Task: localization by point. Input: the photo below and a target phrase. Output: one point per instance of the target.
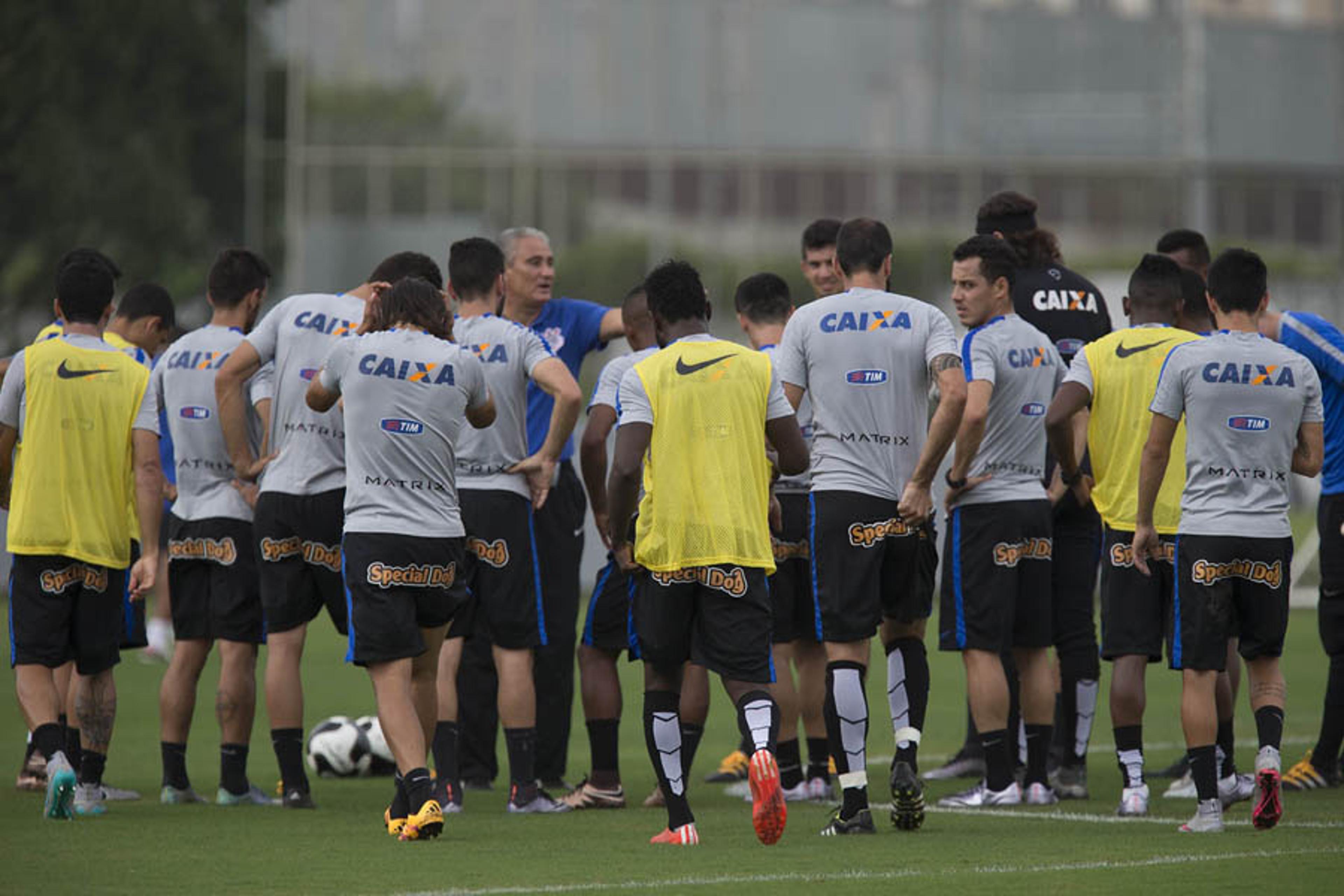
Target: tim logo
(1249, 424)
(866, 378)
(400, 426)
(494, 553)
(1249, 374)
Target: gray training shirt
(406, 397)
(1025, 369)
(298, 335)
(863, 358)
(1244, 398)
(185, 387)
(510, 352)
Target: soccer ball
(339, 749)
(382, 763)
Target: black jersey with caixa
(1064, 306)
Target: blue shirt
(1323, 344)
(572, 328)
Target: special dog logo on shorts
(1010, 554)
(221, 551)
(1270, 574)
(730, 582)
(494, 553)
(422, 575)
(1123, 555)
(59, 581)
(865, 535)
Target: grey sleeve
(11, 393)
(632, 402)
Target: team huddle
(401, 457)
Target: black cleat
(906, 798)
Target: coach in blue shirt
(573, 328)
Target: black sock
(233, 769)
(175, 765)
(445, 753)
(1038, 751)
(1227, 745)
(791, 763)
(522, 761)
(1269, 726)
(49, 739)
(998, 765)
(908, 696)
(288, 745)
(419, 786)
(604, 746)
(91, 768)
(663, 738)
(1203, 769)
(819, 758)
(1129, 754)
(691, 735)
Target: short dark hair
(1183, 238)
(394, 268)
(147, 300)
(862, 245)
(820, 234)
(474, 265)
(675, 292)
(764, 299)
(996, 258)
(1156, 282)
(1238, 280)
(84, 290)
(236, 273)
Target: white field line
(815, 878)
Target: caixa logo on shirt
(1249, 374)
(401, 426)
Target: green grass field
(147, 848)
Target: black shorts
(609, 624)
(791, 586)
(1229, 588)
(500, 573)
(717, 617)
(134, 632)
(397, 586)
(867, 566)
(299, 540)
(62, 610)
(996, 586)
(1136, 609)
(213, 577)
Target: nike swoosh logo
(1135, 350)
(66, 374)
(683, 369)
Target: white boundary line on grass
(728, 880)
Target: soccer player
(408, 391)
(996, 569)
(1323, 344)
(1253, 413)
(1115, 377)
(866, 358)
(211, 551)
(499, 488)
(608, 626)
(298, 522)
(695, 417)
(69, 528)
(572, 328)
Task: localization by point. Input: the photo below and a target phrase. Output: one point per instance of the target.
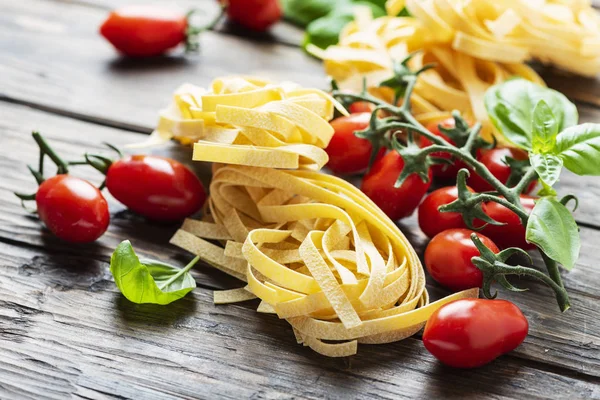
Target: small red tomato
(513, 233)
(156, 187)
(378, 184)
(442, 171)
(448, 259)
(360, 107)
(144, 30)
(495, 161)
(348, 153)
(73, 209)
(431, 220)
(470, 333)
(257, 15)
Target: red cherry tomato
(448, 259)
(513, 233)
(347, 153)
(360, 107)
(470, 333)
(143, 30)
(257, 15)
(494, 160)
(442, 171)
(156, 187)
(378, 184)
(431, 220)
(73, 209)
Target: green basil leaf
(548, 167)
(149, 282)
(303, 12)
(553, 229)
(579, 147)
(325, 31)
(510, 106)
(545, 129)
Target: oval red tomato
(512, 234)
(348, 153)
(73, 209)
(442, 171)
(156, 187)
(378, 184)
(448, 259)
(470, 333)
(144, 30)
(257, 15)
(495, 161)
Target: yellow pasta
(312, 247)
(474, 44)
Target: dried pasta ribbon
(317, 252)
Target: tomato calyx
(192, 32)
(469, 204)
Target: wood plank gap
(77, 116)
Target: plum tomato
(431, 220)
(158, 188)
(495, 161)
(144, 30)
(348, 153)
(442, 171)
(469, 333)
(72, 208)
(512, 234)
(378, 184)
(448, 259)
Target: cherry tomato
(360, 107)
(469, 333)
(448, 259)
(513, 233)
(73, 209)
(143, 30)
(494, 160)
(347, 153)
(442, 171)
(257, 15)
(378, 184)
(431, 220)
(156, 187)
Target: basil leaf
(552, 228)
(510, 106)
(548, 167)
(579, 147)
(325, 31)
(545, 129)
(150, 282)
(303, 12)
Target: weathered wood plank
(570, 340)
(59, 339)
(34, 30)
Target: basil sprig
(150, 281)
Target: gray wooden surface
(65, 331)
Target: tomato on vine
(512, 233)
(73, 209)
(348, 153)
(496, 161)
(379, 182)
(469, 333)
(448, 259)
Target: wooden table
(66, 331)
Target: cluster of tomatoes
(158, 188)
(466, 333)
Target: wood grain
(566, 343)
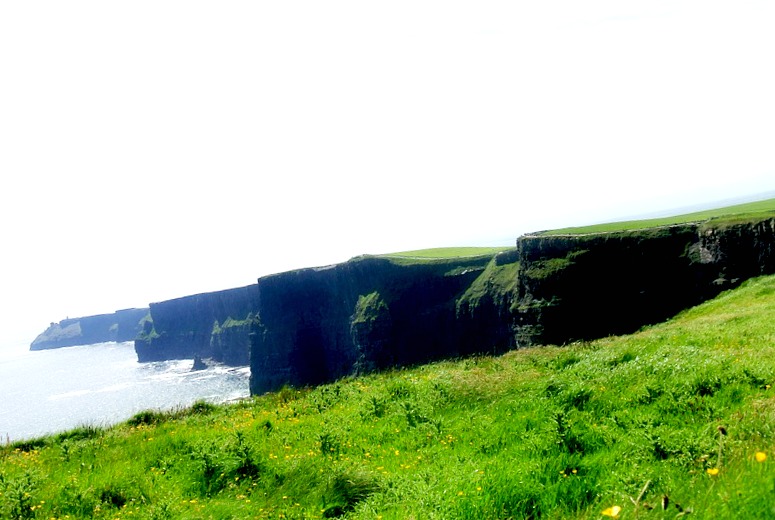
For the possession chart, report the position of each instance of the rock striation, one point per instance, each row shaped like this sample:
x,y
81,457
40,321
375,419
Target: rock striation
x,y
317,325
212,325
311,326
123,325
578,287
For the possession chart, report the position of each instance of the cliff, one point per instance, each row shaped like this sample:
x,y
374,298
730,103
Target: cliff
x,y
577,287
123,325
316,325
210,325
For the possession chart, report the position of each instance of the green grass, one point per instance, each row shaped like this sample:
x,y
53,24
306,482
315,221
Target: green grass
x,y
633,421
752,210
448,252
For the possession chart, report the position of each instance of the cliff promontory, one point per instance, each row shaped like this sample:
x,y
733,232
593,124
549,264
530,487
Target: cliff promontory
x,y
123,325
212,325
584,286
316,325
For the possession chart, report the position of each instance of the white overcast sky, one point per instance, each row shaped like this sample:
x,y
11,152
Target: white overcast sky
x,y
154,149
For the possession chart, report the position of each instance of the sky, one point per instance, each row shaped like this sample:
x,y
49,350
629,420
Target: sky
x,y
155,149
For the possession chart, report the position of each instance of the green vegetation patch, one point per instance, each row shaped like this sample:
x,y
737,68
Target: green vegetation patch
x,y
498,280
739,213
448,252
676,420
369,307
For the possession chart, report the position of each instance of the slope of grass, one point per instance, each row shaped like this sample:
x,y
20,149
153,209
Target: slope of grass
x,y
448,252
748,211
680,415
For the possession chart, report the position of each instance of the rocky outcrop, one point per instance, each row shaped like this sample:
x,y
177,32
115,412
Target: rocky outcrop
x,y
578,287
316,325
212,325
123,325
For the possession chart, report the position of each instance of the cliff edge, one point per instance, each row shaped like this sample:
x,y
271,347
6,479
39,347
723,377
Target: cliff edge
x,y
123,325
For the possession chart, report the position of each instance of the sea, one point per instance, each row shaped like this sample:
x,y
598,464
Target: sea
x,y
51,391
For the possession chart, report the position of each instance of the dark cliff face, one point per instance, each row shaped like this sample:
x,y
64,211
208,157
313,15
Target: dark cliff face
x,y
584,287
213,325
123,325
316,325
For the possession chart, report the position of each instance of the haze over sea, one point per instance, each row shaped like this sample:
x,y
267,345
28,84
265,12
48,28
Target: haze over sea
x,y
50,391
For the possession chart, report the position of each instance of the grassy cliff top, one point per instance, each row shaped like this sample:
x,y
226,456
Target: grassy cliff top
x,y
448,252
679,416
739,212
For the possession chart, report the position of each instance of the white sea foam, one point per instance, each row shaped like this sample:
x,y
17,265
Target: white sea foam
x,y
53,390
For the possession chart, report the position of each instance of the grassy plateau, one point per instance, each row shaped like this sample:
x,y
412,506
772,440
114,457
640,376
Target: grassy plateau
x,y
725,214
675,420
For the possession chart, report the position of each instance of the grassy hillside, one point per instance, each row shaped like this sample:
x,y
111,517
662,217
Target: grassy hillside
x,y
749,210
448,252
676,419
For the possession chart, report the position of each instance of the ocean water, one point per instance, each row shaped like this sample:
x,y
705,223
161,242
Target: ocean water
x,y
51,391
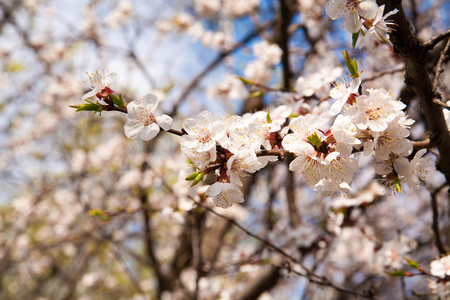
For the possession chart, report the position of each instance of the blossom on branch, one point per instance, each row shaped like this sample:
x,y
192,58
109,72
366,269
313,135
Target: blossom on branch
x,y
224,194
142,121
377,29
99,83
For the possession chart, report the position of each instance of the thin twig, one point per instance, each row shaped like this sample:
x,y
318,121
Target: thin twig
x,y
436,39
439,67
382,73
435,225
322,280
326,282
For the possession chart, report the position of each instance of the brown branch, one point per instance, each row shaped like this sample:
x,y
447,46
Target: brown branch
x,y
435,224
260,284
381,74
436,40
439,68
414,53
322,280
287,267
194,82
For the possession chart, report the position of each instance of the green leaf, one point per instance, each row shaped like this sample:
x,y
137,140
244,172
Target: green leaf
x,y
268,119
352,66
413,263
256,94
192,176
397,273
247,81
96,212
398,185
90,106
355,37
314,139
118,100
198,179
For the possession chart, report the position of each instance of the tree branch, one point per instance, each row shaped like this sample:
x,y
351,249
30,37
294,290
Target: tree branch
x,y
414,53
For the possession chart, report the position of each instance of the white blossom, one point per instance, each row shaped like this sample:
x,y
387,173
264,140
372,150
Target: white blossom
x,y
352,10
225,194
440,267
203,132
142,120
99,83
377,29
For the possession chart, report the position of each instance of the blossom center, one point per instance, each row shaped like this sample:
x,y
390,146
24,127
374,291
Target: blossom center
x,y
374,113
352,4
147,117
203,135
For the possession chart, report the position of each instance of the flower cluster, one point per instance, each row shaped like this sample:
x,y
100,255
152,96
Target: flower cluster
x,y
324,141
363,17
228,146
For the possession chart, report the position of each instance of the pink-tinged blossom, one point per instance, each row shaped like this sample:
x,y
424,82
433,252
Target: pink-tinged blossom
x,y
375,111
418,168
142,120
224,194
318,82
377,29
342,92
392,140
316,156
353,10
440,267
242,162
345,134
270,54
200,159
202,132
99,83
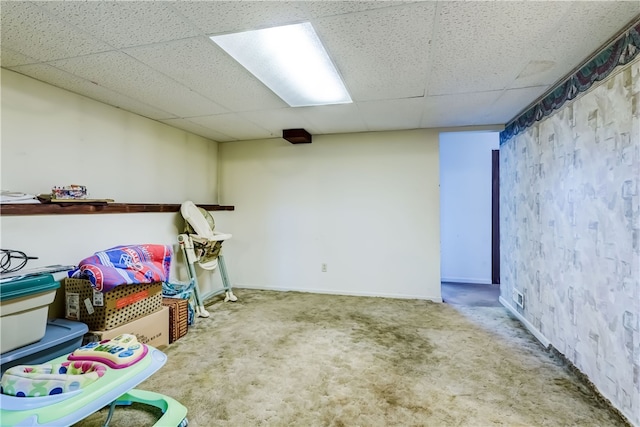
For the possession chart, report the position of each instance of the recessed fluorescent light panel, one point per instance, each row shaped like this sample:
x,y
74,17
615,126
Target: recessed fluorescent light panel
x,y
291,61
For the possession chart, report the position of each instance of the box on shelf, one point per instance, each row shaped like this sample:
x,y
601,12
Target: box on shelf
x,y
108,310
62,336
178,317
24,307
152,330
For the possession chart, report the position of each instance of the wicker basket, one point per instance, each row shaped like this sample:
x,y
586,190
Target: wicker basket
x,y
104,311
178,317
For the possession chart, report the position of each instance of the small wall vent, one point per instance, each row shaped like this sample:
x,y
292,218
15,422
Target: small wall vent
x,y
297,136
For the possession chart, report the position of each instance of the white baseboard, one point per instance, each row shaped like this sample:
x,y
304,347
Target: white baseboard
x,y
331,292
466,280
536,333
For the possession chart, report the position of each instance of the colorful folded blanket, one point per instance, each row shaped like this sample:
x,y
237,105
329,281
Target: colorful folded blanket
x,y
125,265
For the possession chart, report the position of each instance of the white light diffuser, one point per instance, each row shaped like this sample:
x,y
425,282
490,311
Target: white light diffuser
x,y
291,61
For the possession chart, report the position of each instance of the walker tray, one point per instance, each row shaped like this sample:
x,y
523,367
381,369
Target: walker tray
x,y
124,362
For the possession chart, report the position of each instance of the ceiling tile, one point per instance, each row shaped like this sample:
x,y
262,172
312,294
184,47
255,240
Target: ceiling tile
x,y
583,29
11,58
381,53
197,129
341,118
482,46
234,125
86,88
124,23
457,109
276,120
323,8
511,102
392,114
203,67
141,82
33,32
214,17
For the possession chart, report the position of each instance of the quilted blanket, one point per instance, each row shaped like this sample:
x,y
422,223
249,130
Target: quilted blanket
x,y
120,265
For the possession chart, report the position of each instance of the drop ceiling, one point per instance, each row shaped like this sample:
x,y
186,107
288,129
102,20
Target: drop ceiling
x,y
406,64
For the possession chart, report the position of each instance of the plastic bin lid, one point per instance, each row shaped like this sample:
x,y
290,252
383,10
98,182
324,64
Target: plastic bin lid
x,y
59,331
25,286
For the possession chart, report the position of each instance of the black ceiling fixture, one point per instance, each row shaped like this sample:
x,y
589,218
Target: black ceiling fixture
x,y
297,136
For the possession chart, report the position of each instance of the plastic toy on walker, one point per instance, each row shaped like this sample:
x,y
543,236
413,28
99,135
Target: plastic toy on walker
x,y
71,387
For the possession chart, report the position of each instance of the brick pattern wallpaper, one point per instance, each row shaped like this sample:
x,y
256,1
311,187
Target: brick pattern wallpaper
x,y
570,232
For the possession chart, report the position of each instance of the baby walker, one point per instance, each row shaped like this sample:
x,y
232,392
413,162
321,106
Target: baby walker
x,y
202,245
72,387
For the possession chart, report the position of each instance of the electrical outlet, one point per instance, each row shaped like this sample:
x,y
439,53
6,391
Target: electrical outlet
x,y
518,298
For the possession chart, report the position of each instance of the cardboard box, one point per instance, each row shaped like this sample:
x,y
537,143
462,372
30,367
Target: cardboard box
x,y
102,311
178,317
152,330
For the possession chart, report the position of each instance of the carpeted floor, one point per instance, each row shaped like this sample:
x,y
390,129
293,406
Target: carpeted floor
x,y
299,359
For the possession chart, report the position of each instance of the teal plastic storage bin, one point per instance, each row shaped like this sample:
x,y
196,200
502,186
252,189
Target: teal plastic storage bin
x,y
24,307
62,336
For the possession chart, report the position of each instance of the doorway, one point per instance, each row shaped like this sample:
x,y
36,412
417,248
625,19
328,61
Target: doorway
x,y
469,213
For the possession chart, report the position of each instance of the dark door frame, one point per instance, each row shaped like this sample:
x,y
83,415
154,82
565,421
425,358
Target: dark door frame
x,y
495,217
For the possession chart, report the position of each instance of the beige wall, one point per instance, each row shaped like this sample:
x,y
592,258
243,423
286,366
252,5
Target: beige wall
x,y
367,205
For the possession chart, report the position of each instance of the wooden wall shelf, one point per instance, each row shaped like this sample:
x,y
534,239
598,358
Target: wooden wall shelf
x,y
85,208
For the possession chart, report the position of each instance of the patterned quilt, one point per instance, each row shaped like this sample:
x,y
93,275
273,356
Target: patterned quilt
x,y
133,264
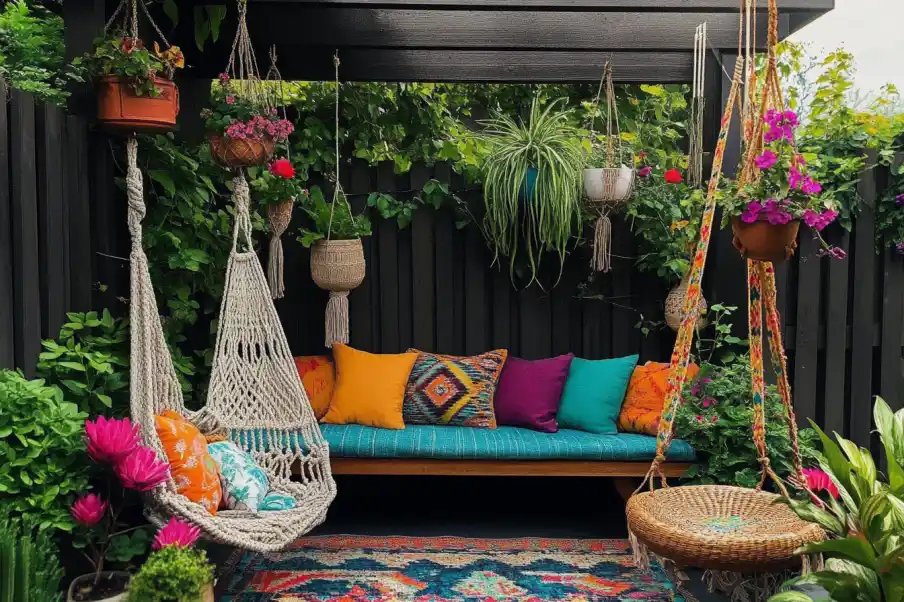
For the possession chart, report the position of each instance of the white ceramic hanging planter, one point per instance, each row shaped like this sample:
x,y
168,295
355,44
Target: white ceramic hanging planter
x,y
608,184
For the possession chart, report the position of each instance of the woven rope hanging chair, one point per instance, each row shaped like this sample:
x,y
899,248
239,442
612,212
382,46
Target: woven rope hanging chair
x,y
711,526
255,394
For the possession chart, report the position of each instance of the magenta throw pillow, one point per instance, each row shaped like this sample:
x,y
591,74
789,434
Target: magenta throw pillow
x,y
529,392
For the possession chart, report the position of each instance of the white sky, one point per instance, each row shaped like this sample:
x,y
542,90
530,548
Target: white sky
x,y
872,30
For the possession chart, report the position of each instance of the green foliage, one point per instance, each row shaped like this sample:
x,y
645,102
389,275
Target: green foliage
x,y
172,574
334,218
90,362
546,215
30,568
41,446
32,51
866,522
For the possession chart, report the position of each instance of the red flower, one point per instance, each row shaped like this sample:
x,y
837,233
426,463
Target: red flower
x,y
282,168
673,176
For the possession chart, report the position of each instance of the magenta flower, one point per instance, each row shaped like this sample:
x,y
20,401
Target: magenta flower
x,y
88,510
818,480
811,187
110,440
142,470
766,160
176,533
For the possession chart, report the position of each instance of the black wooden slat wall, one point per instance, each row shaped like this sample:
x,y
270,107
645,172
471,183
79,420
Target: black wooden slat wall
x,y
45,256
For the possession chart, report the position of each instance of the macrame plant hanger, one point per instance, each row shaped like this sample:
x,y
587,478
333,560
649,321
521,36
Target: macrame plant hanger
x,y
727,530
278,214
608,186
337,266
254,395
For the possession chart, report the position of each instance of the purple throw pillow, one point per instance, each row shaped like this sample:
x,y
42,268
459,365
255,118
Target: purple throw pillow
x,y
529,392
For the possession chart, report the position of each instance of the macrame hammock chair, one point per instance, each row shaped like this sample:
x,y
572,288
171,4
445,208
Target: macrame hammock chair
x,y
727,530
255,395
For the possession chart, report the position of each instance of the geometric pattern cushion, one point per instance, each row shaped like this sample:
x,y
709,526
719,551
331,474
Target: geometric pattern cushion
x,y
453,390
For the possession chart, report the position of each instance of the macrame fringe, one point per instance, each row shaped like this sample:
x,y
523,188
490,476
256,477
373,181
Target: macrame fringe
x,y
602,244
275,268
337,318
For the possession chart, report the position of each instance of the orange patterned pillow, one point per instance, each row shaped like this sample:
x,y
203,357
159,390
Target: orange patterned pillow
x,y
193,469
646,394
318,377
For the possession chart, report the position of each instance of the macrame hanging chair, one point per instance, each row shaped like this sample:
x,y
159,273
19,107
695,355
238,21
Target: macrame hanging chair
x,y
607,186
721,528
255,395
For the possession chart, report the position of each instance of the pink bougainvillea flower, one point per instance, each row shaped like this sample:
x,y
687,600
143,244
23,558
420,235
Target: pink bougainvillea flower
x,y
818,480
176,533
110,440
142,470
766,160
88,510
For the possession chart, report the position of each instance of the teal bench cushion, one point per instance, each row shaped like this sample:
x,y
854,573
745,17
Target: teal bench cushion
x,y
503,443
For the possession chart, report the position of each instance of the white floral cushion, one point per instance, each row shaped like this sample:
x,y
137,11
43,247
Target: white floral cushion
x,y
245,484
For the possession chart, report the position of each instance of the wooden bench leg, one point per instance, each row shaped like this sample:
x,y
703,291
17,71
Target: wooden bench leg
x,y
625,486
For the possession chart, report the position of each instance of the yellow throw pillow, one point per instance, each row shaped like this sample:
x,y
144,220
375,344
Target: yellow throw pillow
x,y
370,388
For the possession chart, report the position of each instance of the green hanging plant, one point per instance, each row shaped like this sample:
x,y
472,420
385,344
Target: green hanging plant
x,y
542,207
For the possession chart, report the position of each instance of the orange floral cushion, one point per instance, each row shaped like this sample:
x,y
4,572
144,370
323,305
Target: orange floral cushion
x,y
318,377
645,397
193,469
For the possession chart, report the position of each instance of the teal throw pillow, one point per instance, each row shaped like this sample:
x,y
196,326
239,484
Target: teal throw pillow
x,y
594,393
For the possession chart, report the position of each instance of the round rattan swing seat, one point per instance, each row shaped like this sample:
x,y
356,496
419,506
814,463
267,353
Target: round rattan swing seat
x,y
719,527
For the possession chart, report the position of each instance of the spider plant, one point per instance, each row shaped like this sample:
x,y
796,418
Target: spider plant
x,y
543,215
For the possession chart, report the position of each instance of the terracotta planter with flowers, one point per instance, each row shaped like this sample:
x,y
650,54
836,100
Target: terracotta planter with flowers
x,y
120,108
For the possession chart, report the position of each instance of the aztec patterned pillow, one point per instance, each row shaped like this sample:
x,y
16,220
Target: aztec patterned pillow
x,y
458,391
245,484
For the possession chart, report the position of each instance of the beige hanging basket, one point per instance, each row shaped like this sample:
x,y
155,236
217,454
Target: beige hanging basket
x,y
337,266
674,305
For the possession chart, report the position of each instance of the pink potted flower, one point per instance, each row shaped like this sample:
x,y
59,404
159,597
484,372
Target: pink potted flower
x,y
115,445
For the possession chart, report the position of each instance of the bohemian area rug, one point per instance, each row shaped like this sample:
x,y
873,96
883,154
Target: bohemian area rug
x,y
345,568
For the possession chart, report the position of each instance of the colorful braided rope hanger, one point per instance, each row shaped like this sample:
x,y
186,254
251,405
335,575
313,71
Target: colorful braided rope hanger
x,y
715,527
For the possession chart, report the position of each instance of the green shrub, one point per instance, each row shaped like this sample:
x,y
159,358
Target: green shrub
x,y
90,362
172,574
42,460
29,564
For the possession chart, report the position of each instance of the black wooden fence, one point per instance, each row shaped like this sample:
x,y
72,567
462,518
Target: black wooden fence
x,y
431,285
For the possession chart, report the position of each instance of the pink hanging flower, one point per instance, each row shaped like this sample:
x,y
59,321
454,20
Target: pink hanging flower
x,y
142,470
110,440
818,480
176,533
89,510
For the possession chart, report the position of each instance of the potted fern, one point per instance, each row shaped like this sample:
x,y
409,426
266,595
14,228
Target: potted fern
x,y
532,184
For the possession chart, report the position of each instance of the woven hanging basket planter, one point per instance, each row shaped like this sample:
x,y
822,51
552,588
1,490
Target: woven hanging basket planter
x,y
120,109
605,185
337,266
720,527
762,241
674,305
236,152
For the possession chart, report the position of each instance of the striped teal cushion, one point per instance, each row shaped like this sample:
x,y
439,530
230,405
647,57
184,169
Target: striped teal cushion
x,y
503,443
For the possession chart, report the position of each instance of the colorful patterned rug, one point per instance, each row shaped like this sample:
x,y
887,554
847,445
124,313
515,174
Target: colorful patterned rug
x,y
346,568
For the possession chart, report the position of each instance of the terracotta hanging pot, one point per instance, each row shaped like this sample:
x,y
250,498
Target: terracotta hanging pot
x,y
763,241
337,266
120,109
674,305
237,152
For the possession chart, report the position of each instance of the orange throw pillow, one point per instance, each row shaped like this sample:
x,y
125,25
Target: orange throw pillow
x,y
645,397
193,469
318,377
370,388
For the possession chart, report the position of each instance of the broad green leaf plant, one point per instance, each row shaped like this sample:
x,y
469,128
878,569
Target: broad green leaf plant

— DIRECTIONS —
Copy only the stretch running from the line containing "the terracotta hanging" to the final line of the entries, both ends included, exactly as it stands.

— OUTPUT —
For the possession chart, report the position of each instance of the terracotta hanging pot, one point per instance, each row shaped like this sample:
x,y
250,498
Target: terracotta hanging pot
x,y
763,241
337,266
120,109
674,305
237,152
For the possession chart, report the position of each instance of the orange throw pillow, one point per instance, each row shaped like this sample:
x,y
125,25
Target: orange throw pillow
x,y
645,397
193,469
318,377
370,388
For the possession chart, report the position of each instance of the broad green leaf plant, one point per instance, each row shaped like this sample:
x,y
469,128
878,569
Target: broad green leaf plant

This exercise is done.